**Task statement**
Update the material below so that each "Match this form" reads "Follow this layout", keeping every other line and character unchanged.

=====

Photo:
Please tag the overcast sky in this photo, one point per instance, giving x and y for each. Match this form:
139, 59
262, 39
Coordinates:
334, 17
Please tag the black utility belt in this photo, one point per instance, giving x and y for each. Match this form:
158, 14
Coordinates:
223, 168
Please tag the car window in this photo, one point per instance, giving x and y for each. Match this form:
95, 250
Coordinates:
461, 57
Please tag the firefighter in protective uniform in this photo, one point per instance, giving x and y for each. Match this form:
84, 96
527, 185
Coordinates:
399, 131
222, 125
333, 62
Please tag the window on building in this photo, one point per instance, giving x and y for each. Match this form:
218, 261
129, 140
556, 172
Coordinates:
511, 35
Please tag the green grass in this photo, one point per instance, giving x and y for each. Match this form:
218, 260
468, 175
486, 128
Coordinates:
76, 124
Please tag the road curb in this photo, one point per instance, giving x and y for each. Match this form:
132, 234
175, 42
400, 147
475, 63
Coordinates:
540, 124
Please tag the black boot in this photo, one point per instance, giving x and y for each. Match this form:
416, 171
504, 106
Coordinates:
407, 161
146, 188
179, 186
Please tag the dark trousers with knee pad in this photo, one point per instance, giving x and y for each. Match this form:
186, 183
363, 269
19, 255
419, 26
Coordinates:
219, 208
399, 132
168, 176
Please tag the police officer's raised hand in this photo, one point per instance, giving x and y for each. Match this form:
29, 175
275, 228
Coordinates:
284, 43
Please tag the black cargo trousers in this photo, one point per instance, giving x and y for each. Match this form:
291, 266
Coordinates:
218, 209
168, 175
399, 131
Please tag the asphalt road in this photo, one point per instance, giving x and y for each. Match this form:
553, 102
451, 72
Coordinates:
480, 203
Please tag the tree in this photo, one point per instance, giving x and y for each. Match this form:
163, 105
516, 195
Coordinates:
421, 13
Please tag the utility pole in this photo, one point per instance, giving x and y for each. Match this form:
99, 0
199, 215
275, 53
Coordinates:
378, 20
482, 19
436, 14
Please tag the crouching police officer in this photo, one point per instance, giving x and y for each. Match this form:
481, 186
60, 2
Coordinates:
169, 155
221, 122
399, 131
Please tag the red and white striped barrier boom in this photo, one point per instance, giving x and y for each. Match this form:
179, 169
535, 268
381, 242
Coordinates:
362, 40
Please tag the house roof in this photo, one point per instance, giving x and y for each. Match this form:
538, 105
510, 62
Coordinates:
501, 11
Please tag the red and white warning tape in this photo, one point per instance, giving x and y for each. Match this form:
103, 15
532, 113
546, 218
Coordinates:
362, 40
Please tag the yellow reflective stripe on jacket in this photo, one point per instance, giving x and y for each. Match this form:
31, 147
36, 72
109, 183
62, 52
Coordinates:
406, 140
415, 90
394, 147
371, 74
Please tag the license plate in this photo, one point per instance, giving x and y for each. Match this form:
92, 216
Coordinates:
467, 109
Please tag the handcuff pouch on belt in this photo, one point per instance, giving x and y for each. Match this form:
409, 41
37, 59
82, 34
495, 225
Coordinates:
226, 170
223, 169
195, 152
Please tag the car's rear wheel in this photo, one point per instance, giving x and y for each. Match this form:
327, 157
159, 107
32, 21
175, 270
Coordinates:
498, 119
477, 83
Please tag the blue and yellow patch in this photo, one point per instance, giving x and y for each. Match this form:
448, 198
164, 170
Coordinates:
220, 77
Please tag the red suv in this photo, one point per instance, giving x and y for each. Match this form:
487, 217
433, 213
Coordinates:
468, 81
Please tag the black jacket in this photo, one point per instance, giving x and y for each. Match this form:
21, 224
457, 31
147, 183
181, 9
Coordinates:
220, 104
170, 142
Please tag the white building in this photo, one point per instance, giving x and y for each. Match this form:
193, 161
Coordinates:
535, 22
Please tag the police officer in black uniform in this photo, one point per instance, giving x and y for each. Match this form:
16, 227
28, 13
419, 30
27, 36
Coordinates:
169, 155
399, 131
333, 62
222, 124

=====

**Task output**
Photo:
Please tag the overcast sky in this photo, one point per instance, giving x and y for each. Follow this layout:
139, 59
262, 39
Coordinates:
334, 17
Please tag the black utility belt in this photo, one point per instance, giving x and y for each. Follow this layout:
158, 14
Coordinates:
223, 168
Please tag the car window in this photo, one point per instance, giving x and y for each. Follow this layout:
95, 250
Coordinates:
461, 57
Please tag the firefighter in protective uniform in this photo, one point per instance, giving x and y for each. Follow this layout:
84, 96
527, 185
Coordinates:
399, 131
222, 125
333, 62
Please tag the window on building in this photo, one point per instance, giving x and y for each. Follow this layout:
218, 261
129, 140
556, 172
Coordinates:
511, 35
Please tag the green grass in this photo, one point per instance, giving x and y for each. Follow this layout:
218, 260
468, 175
486, 128
Coordinates:
76, 124
Please tag the road curb in this photo, one point per instance, giving x and y for each. Follow this layout:
132, 234
175, 42
400, 147
475, 63
Coordinates:
540, 124
Please tag the black boot in this photo, one point per instance, giving x and y for each. Follow this layout:
416, 171
504, 106
Coordinates:
407, 161
146, 188
179, 186
Please tag the dark trousers with knee pad in this photo, one point per instance, giving x and y for each. Follow this layout:
186, 183
363, 269
19, 255
419, 26
Coordinates:
219, 208
399, 132
168, 176
Please tag the police officer's raised hand in this photo, one point per instance, giving x and y for each. Follow this layout:
29, 175
275, 228
Coordinates:
284, 43
Please tag the black cargo trousers in this photo, one point per instance, giving x and y for each. Follow this layout:
291, 266
Coordinates:
218, 209
168, 175
399, 131
Please tag the asphalt road in this photo, one point per instance, giving x and y for each. Follow this layout:
553, 102
451, 72
Coordinates:
480, 203
Please tag the tree in this photo, one point per instance, giving x and y for each. Follow this layout:
163, 105
516, 195
Coordinates:
421, 13
Please tag the utility pole in this photo, one point per instance, giving x and y for each. Follow this layout:
99, 0
199, 215
275, 53
Coordinates:
378, 20
482, 19
436, 14
Please tag the crouching police officer in this photo, one point per instance, giving x and y for each. Follow this layout:
481, 186
60, 2
Coordinates:
169, 155
221, 122
399, 131
Please tag the red and white striped barrier boom in this photo, one point per instance, giving x and y for each. Follow this layout:
179, 169
535, 268
381, 242
Coordinates:
362, 40
Please tag the house roof in this photo, one point per instance, giving x and y for each. Follow this layout:
538, 105
510, 62
Coordinates:
501, 11
Please tag the red and white warning tape in this photo, one point per instance, giving x and y for each. Follow this layout:
103, 15
532, 113
546, 218
Coordinates:
362, 40
Please tag the yellow reflective stripe on jacket in this photo, one point per instance, giving x and y for each. Follow this layout:
31, 147
36, 72
109, 183
62, 52
Coordinates:
406, 140
415, 90
394, 147
371, 74
Please tag the license plate in this photo, one point per instance, giving x and y for each. Follow this layout:
92, 216
Coordinates:
467, 109
Please tag the handcuff pouch on belt in this photo, one point per instance, giving x and y for each. Follow this layout:
409, 41
37, 59
82, 34
495, 225
Coordinates:
226, 170
223, 169
195, 152
Please tag the car's rear wheel in this photo, one point per instance, giving x and y for each. Follow this layout:
327, 157
159, 107
32, 21
175, 270
Coordinates:
498, 119
477, 83
Please tag the blue and yellow patch in this photo, one point per instance, giving x and y for each. Follow this layout:
448, 198
164, 170
Coordinates:
220, 77
Please tag the red suv in this photo, one point per instance, giving x and y for each. Follow this layout:
487, 217
433, 213
Coordinates:
468, 81
Please tag the black jacket in this photo, one point per instance, giving x and y for each. Follow this layout:
21, 224
457, 31
147, 183
181, 9
Coordinates:
220, 104
170, 142
Please tag the white building in this photo, one point per instance, giving x and y for each. Follow this layout:
193, 161
Coordinates:
535, 22
Please tag the police officer in black uniform in this photo, one point per instance, giving x and y for each. Follow this layout:
16, 227
28, 13
419, 30
27, 36
Coordinates:
169, 155
399, 131
333, 62
222, 124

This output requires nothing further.